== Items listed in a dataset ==

■ ■ ■ ■

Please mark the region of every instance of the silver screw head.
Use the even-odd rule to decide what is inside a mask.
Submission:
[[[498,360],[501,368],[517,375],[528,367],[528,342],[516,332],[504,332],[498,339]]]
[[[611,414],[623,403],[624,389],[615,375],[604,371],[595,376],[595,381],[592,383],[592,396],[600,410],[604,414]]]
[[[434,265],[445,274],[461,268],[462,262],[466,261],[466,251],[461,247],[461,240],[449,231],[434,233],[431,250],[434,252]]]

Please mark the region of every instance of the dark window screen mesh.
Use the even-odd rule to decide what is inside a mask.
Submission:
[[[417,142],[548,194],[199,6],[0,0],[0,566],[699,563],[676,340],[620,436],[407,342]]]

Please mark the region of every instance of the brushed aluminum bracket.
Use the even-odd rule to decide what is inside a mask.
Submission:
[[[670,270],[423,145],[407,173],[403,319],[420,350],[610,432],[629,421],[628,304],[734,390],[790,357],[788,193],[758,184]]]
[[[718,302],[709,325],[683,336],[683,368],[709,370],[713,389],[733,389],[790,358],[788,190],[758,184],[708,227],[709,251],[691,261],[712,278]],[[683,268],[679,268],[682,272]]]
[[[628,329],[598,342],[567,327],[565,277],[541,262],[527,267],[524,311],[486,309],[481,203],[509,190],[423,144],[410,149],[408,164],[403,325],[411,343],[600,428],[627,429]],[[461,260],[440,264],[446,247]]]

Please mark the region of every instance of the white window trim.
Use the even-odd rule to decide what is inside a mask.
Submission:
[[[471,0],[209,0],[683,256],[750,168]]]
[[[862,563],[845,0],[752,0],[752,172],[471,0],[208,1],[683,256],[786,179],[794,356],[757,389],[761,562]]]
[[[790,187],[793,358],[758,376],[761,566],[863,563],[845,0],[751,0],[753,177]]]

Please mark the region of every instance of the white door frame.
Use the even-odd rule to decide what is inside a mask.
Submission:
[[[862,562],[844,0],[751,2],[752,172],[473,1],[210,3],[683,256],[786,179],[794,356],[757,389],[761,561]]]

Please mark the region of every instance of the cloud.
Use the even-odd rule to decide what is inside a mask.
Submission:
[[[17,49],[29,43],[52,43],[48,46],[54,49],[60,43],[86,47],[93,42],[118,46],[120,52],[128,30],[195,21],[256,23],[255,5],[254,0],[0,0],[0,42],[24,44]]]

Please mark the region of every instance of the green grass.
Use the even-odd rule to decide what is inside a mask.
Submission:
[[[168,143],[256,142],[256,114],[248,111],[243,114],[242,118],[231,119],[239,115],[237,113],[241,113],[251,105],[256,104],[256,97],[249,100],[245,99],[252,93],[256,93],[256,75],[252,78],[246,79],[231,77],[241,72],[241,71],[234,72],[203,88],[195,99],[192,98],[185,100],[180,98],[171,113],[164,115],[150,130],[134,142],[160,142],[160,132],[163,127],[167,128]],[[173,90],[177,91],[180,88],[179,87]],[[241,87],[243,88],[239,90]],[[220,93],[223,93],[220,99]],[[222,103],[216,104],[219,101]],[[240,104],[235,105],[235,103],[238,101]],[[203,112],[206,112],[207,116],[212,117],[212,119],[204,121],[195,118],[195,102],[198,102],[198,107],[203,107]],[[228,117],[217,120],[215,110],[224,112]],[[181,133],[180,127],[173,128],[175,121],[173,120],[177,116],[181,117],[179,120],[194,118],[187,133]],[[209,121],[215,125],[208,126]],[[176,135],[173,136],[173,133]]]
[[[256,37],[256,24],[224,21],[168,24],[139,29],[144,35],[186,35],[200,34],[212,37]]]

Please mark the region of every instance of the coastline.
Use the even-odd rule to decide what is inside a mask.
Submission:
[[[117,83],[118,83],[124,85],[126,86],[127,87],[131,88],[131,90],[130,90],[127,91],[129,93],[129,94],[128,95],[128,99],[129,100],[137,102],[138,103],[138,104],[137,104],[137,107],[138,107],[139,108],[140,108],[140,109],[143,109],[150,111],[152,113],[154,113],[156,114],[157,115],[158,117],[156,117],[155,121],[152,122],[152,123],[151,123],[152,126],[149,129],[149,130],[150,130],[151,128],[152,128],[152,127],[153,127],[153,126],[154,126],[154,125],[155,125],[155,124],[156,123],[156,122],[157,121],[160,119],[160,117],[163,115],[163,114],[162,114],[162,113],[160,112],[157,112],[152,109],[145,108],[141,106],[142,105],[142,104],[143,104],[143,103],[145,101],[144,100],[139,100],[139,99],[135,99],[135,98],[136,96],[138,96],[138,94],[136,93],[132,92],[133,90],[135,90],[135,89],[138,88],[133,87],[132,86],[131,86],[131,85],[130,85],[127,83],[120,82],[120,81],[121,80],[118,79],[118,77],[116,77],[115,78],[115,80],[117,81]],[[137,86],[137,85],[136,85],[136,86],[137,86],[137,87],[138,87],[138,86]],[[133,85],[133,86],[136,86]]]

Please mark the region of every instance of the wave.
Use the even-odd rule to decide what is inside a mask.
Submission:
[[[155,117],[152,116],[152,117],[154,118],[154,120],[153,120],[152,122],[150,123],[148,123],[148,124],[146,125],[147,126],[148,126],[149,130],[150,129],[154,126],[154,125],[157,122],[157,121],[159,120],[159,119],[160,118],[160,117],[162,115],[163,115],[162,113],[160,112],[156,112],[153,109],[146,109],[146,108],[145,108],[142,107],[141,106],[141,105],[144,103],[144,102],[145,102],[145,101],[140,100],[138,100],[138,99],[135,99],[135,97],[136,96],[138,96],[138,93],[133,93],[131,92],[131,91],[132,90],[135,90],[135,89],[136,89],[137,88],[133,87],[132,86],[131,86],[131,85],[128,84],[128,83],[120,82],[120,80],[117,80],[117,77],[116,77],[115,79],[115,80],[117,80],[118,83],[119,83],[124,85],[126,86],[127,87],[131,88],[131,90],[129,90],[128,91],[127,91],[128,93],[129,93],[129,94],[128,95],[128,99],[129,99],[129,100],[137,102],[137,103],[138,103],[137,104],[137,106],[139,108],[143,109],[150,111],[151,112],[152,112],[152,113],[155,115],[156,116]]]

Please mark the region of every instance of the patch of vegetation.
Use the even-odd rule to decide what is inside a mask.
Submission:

■ ■ ■ ■

== Task instructions ==
Write out the whole listing above again, line for line, without changing anything.

== Expected output ==
Please mark the region of every instance of the silver screw head.
Use the even-odd rule to decide what is inside a mask.
Submission:
[[[498,360],[501,368],[517,375],[528,367],[528,342],[516,332],[504,332],[498,339]]]
[[[611,414],[623,403],[624,389],[615,375],[604,371],[595,376],[595,381],[592,383],[592,396],[600,410],[604,414]]]
[[[434,265],[445,274],[461,268],[462,262],[466,261],[466,251],[461,247],[461,240],[449,231],[434,233],[431,250],[434,252]]]

Please mark the region of every instance of the dark window screen mesh.
Use the even-odd rule to decide what is inside a mask.
Submission:
[[[417,142],[548,194],[199,6],[0,0],[0,566],[699,563],[676,340],[620,436],[407,342]]]

Please mark the region of every instance of the brushed aluminum bracket.
Use the even-odd rule to decide what is inside a mask.
Submission:
[[[670,270],[423,145],[407,173],[403,319],[420,350],[610,432],[629,421],[628,304],[734,390],[790,357],[788,193],[758,184]]]
[[[718,302],[709,325],[683,336],[683,368],[709,370],[713,389],[733,389],[790,358],[788,190],[758,184],[708,227],[709,251],[691,261],[712,278]],[[683,268],[679,268],[682,272]]]
[[[628,329],[598,342],[567,327],[565,277],[541,262],[527,267],[524,311],[486,309],[481,203],[509,190],[423,144],[410,149],[408,164],[403,325],[411,343],[600,428],[627,429]],[[461,260],[440,264],[446,247]]]

Please mark the region of every instance of the white window trim.
Use the even-odd rule to decide what is inside a mask.
Submission:
[[[471,0],[209,0],[683,256],[750,168]]]
[[[862,563],[845,0],[752,0],[752,172],[471,0],[208,1],[683,256],[786,179],[794,356],[757,389],[761,562]]]
[[[790,187],[793,358],[758,376],[761,566],[863,563],[845,0],[751,0],[753,177]]]

Please mark the region of every instance of the white door frame.
Use the even-odd rule to decide what is inside a mask.
Submission:
[[[862,562],[844,0],[751,2],[752,172],[473,1],[210,3],[683,256],[786,179],[794,356],[757,389],[761,561]]]

Please mark the region of every instance of the cloud.
Use the even-odd rule to decide what is inside a mask.
Submission:
[[[17,49],[29,43],[52,43],[48,46],[54,49],[60,43],[86,47],[93,42],[118,46],[120,52],[128,30],[195,21],[256,23],[255,5],[254,0],[0,0],[0,42],[24,44]]]

Please mark the region of every instance of the green grass.
Use the even-odd rule to decide what is inside a mask.
Submission:
[[[168,143],[256,142],[256,114],[248,111],[243,114],[242,118],[231,119],[239,115],[237,113],[241,113],[251,105],[256,104],[256,97],[249,100],[245,99],[252,93],[256,93],[256,75],[252,78],[246,79],[231,77],[241,72],[241,71],[234,72],[203,88],[195,99],[192,98],[185,100],[180,98],[171,113],[164,115],[150,130],[134,142],[160,142],[160,132],[163,127],[167,128]],[[173,90],[177,91],[180,88],[179,87]],[[241,87],[243,88],[239,90]],[[220,93],[223,93],[220,99]],[[222,103],[216,104],[219,101]],[[240,104],[235,105],[235,103],[238,101]],[[203,112],[206,112],[207,116],[212,117],[212,119],[204,121],[195,118],[195,102],[198,102],[198,107],[203,107]],[[228,117],[217,120],[215,110],[224,112]],[[181,133],[180,127],[173,128],[175,121],[173,120],[177,116],[181,117],[179,120],[194,118],[187,133]],[[209,121],[215,125],[208,126]],[[176,135],[173,136],[173,133]]]
[[[256,37],[256,24],[224,21],[168,24],[139,29],[144,35],[186,35],[200,34],[212,37]]]

Please mark the region of every instance of the coastline.
Use the even-odd rule to decide what is inside a mask.
Submission:
[[[117,83],[118,83],[124,85],[126,86],[127,87],[131,88],[131,90],[130,90],[127,91],[129,93],[129,94],[128,95],[128,99],[129,100],[137,102],[138,103],[138,104],[137,104],[137,107],[138,107],[139,108],[140,108],[140,109],[143,109],[150,111],[152,113],[154,113],[156,114],[157,115],[158,117],[156,117],[155,121],[152,122],[152,123],[151,123],[152,126],[149,129],[149,130],[150,130],[151,128],[152,128],[152,127],[153,127],[153,126],[154,126],[154,125],[155,125],[155,124],[156,123],[156,122],[157,121],[160,119],[160,117],[163,115],[163,114],[162,114],[162,113],[160,112],[157,112],[152,109],[145,108],[141,106],[142,105],[142,104],[143,104],[143,103],[145,101],[144,100],[139,100],[139,99],[135,99],[135,98],[136,96],[138,96],[138,94],[136,93],[132,92],[133,90],[135,90],[135,89],[138,88],[133,87],[132,86],[131,86],[131,85],[130,85],[127,83],[120,82],[120,81],[121,80],[118,79],[118,77],[116,77],[115,78],[115,80],[117,81]],[[137,86],[137,85],[136,85],[136,86],[137,86],[137,87],[138,87],[138,86]],[[133,85],[133,86],[136,86]]]

Please mark the region of every instance of the wave.
Use the even-odd rule to decide what is inside a mask.
Submission:
[[[155,117],[152,116],[152,117],[154,118],[154,120],[153,120],[152,122],[150,123],[148,123],[148,124],[146,125],[147,126],[148,126],[149,130],[150,129],[154,126],[154,125],[157,122],[157,121],[159,120],[159,119],[160,118],[160,117],[162,115],[163,115],[162,113],[160,112],[156,112],[153,109],[146,109],[146,108],[145,108],[142,107],[141,106],[141,105],[144,103],[144,102],[145,102],[145,101],[140,100],[138,100],[138,99],[135,99],[135,97],[136,96],[138,96],[138,93],[133,93],[131,92],[131,91],[132,90],[135,90],[135,89],[136,89],[137,88],[133,87],[132,86],[131,86],[131,85],[128,84],[128,83],[120,82],[120,80],[117,80],[117,77],[116,77],[115,79],[115,80],[117,80],[118,83],[119,83],[124,85],[126,86],[127,87],[131,88],[131,90],[129,90],[128,91],[127,91],[128,93],[129,93],[129,94],[128,95],[128,99],[129,99],[129,100],[137,102],[137,103],[138,103],[137,104],[137,106],[139,108],[143,109],[150,111],[151,112],[152,112],[152,113],[155,115],[156,116]]]

Please mark the region of every instance of the patch of vegetation.
Use the even-odd rule to decide what is inside a mask.
Submission:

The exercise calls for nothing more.